**What you will do**: Extract every line of the data below that contains the word "this".

**Data supplied**:
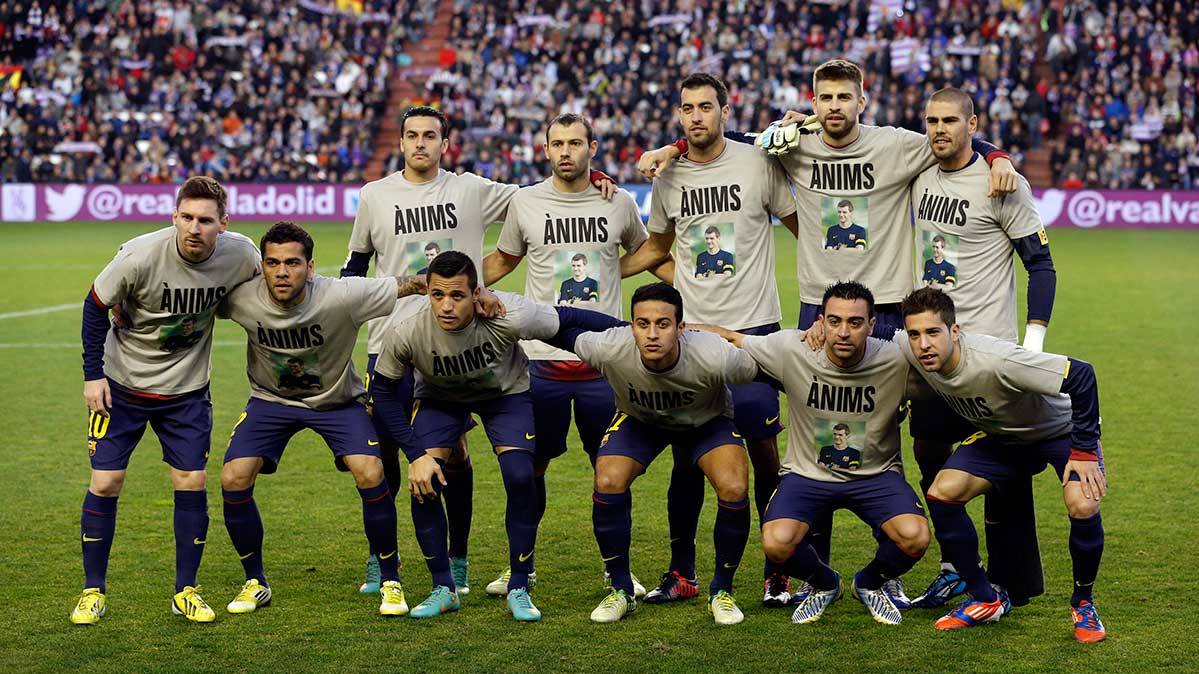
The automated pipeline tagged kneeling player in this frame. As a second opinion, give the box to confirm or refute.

...

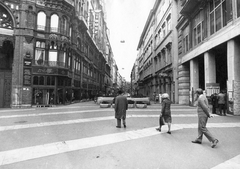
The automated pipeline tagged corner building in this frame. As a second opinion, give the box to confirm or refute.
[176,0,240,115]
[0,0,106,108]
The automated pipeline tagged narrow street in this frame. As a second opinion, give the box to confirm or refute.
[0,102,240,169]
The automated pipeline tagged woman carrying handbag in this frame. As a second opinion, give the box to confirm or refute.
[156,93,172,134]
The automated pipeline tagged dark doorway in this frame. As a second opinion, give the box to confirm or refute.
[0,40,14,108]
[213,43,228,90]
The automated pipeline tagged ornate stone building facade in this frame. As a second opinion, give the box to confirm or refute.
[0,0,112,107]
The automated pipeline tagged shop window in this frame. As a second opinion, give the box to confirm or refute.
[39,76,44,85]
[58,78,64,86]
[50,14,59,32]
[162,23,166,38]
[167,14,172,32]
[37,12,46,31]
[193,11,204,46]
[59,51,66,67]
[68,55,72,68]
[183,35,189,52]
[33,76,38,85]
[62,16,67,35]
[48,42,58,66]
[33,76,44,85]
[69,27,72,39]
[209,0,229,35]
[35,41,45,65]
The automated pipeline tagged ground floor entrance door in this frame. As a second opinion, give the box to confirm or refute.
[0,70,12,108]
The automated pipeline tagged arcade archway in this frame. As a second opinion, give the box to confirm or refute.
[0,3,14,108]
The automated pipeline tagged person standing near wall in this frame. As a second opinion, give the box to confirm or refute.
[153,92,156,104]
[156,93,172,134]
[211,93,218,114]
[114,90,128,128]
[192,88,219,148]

**Written solution**:
The automated pipeline tagged kneeling player in this frame. As a second opinion, give the box to confirm or refute.
The automated pipeline tagged corner building in this frame. As a second opinion, give the box to confirm or refute.
The automated pipeline tagged narrow street in this frame. As a second opinion, give the box to confirm or refute.
The automated pipeline tagged woman carrying handbag in this frame. As a second opinion, give the box to confirm or refute.
The automated pipeline tagged dark doorway in this frame. As a second opinion, give the box to confirm or refute.
The automated pipeline tagged ornate stone building facade in this frame. As a second opinion, give the box to confirm or refute.
The automated pipeline tagged shop window in this frame. As a second opinion, give the box to confirm or refute.
The automated pipeline tagged ground floor entrance door in this frame. As a second opinion, give the box to confirm or refute.
The automated pipeline tagged arcade archway in this frame. As a second opinion, give the box to confirm or refute.
The automated pipeline tagged person standing near wall in this frame. As a second opinion, give the box to confirm or refute.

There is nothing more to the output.